Why Chinese netizens believe a commodity index can predict global affairs

A “Gilet Jaunes” (Yellow Vests) protests in the French province of Haute-Saone in November 2018. Photo by Obier via Wikimedia Commons. CC: AT-NC.

A rumor about the spread of French “yellow vest” protests to other European countries went viral on Chinese social media before Christmas.

The story emerged after French president Emmanuel Macron announced a number of concessions to address protesters’ grievances over economic policies. While Macron expected calm and order be restored, the Chinese-fabricated rumor predicted the opposite.

Multiple versions of the story were spread via a number of micro-blogging accounts on Weibo and Wechat, quoting sources from a commodity wholesaler in Yiwu—a city well known as a wholesaling center—who stated that their entire stock of yellow vests in stock was sold out and more orders had been coming in from European nations such as Sweden, Prague, Switzerland, etc. The story implied that the “yellow vest” protests were spreading throughout the continent.

Here is one version of the story that circulated on Weibo and WeChat:


[Yiwu Index] Yiwu’s research report on clothing showed that orders of “yellow vests” from Europe has continued to surge. Manufacturers worked overtime to meet the demand and many traders from overseas e-commerce platforms see the movement as an excellent sales opportunity. Chinese netizens believed that based on the Yiwu commodity index and its big data, the yellow vest movement would spread to Sweden, Czech Republic, Switzerland and Spain. Foreign media outlets pointed out that the Yiwu Index could accurately predict international political trends. Commodity orders from overseas market could serve as indicators of public opinion and hence could accurately predict the results of political events. Back in 2016, based on the orders of election related t-shirts and flags, manufacturers from Yiwu had predicted Donald Trump would win the U.S. presidency five months in advance. Observers say that textile factories in Yiwu have started receiving orders from the U.S and have begun manufacturing flags and T-shirts for Trump supporters for the 2020 presidential election. The demand is now several times larger than orders from supporters of the Democratic Party. Some have started to predict that Trump would be re-elected. This shows the power of China’s big data.

**ACTIVITIES**
• a. According to the article on the yellow vest rumor, how far in advance did Yiwu manufacturers predict that Donald Trump would win the U.S. presidency?
• b. For each statement, say yes or no to whether it agrees with the article on the yellow vest rumor, and quote the deciding words: (i) The rumor spread widely on Chinese social media before Christmas. (ii) Macron expected the protests to grow after his concessions. (iii) Orders from Trump supporters were smaller than orders from Democratic Party supporters.
• c. Reproduce the article on the yellow vest rumor from "Why Chinese netizens" up to and including "predicted the opposite.".
The listing after the article on the yellow vest rumor is separate material with no connection to it.

**DATASET ENTRIES**

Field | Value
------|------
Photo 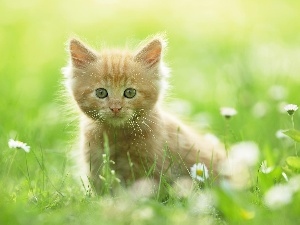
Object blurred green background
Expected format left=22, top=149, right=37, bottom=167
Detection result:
left=0, top=0, right=300, bottom=151
left=0, top=0, right=300, bottom=224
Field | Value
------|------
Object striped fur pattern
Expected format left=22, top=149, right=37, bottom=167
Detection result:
left=64, top=35, right=225, bottom=190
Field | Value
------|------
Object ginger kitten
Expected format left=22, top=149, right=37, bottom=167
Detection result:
left=64, top=35, right=225, bottom=190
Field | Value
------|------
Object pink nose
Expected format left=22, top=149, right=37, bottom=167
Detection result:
left=109, top=107, right=122, bottom=114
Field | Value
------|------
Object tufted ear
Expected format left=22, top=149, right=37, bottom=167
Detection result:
left=134, top=38, right=165, bottom=67
left=69, top=38, right=97, bottom=68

**TASK RESPONSES**
• a. Five months in advance.

• b.
(i) Yes: "went viral on Chinese social media before Christmas"
(ii) No: "While Macron expected calm and order be restored"
(iii) No: "The demand is now several times larger than orders from supporters of the Democratic Party."

• c.
Why Chinese netizens believe a commodity index can predict global affairs

A “Gilet Jaunes” (Yellow Vests) protests in the French province of Haute-Saone in November 2018. Photo by Obier via Wikimedia Commons. CC: AT-NC.

A rumor about the spread of French “yellow vest” protests to other European countries went viral on Chinese social media before Christmas.

The story emerged after French president Emmanuel Macron announced a number of concessions to address protesters’ grievances over economic policies. While Macron expected calm and order be restored, the Chinese-fabricated rumor predicted the opposite.